• [What to produce]:
Search the records below for the string "brown", and report each line that contains it.

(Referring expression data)
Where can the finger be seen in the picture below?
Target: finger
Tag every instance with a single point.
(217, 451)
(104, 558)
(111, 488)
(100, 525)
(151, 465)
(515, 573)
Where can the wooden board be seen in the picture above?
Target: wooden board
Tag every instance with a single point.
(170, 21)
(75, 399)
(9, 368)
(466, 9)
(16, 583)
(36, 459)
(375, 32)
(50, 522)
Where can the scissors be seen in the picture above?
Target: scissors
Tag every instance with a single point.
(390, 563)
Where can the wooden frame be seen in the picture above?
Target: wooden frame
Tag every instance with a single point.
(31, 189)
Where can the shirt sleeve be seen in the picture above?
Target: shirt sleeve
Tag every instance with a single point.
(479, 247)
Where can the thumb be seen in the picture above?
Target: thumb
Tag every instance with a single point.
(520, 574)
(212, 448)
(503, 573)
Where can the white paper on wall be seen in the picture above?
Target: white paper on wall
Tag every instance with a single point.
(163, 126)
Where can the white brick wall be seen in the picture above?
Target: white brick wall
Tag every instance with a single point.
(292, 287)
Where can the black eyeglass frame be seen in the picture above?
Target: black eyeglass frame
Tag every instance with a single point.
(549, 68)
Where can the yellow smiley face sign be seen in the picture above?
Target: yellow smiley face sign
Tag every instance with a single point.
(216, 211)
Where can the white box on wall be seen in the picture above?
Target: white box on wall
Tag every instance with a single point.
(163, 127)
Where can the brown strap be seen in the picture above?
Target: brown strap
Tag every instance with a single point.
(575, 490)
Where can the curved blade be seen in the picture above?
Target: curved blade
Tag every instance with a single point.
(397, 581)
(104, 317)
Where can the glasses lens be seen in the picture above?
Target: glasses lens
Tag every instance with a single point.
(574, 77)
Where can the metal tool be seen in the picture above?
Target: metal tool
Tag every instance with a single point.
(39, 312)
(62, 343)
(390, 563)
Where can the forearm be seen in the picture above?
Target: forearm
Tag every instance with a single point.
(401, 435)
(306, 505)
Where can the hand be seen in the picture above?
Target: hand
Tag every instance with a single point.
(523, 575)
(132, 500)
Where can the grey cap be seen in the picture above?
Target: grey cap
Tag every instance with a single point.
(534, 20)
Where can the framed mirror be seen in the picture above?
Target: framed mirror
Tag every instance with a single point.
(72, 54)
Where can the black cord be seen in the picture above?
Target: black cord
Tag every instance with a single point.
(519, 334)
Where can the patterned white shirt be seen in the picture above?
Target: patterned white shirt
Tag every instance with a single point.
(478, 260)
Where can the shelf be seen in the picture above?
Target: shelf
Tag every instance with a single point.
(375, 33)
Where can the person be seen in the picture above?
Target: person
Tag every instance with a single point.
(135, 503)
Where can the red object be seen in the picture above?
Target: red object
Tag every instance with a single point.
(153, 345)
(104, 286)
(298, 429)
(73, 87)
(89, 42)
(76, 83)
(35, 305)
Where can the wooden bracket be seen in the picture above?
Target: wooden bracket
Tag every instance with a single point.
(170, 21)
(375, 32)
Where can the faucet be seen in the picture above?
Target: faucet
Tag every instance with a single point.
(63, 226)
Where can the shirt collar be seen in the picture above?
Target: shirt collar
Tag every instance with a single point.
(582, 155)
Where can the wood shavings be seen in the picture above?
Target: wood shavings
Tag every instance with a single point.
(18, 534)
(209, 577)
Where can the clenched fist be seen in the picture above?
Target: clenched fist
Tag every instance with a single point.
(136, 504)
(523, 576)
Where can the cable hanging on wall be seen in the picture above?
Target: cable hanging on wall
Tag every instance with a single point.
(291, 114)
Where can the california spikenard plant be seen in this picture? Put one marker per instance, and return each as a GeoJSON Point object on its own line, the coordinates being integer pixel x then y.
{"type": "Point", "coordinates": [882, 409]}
---
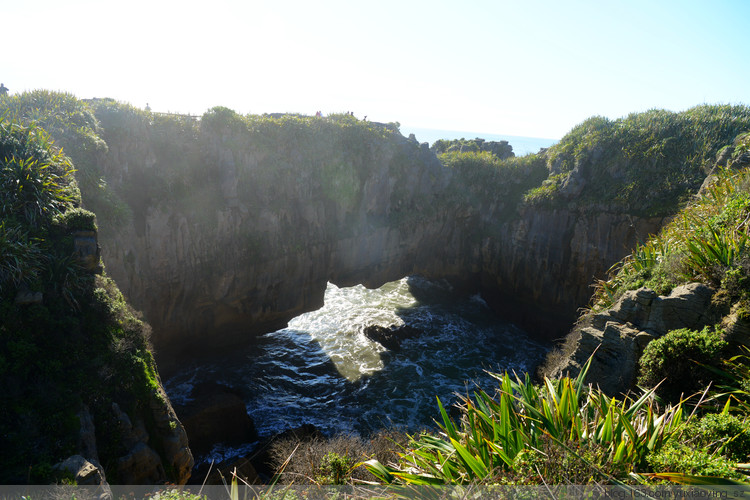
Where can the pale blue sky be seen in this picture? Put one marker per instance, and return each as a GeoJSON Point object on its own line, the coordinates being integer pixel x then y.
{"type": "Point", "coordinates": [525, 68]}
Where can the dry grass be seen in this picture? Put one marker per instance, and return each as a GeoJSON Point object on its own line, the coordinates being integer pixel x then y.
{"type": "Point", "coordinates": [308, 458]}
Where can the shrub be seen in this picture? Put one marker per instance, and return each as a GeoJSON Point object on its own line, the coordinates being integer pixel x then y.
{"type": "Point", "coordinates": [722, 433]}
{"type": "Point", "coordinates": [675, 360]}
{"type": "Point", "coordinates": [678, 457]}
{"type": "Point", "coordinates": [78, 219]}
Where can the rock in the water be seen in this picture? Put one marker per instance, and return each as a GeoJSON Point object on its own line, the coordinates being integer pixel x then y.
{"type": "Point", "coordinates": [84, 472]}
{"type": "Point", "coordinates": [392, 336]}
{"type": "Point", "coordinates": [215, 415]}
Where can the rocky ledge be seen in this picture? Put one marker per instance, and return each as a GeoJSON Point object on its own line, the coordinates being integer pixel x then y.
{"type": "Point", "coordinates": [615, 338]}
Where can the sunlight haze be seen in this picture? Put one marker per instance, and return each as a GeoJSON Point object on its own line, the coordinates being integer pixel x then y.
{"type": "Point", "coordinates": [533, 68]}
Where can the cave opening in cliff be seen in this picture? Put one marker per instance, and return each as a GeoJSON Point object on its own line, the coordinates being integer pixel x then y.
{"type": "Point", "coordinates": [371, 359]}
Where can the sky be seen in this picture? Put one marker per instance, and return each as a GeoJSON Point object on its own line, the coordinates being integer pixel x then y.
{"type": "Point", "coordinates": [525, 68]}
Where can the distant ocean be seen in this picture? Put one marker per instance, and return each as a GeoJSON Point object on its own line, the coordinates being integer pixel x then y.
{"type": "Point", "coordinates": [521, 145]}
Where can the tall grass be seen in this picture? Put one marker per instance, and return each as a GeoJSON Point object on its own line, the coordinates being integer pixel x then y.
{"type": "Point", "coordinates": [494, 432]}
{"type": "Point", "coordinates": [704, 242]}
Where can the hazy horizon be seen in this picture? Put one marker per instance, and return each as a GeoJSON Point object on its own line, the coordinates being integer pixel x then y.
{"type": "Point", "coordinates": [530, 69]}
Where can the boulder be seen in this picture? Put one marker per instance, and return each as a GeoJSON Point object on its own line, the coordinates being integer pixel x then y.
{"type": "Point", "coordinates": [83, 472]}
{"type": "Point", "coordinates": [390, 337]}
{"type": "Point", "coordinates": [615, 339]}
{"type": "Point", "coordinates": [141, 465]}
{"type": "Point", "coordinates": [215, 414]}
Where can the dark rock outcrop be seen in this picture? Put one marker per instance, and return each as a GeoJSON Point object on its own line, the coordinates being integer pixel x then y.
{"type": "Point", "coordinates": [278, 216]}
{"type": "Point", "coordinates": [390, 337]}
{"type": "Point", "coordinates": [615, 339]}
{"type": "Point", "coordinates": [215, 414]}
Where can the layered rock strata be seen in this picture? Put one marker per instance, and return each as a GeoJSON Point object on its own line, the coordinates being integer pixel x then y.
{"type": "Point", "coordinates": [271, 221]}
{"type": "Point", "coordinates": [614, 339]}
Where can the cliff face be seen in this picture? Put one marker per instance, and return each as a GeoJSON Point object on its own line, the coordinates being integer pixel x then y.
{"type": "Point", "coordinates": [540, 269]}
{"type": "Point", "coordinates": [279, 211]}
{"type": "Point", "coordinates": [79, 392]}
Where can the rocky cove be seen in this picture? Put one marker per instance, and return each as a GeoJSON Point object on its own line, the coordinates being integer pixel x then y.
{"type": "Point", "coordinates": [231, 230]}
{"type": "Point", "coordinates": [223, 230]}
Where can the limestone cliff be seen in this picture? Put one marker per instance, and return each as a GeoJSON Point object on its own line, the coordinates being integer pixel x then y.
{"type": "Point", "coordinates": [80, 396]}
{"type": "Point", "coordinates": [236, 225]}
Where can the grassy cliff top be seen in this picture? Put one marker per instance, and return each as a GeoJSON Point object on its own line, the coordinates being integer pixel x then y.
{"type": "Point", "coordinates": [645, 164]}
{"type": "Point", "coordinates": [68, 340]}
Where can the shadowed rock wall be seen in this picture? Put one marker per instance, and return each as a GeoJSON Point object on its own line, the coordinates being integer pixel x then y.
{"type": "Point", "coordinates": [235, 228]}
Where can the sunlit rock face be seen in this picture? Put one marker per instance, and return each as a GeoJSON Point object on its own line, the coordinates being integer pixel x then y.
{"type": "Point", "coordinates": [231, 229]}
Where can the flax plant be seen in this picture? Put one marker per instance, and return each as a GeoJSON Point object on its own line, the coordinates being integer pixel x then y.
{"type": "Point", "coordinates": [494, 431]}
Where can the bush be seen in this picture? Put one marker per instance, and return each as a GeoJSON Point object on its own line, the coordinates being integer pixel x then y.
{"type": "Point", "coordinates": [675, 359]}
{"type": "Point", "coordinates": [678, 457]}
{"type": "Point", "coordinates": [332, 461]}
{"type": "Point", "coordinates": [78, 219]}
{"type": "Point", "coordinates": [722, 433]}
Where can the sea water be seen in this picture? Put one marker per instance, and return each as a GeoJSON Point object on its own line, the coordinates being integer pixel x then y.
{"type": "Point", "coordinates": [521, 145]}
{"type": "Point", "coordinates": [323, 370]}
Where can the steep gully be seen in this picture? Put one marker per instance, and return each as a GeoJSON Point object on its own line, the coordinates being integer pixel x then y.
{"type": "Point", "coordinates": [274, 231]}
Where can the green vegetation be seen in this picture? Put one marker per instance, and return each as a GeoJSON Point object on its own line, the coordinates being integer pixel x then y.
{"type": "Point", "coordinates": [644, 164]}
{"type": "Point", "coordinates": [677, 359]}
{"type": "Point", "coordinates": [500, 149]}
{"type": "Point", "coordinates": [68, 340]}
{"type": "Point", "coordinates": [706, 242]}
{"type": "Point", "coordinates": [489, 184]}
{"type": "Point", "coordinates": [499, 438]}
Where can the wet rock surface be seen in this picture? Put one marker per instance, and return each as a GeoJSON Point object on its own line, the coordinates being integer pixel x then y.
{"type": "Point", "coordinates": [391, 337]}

• [Written solution]:
Where can the brown strap be seen in the picture above?
Target: brown strap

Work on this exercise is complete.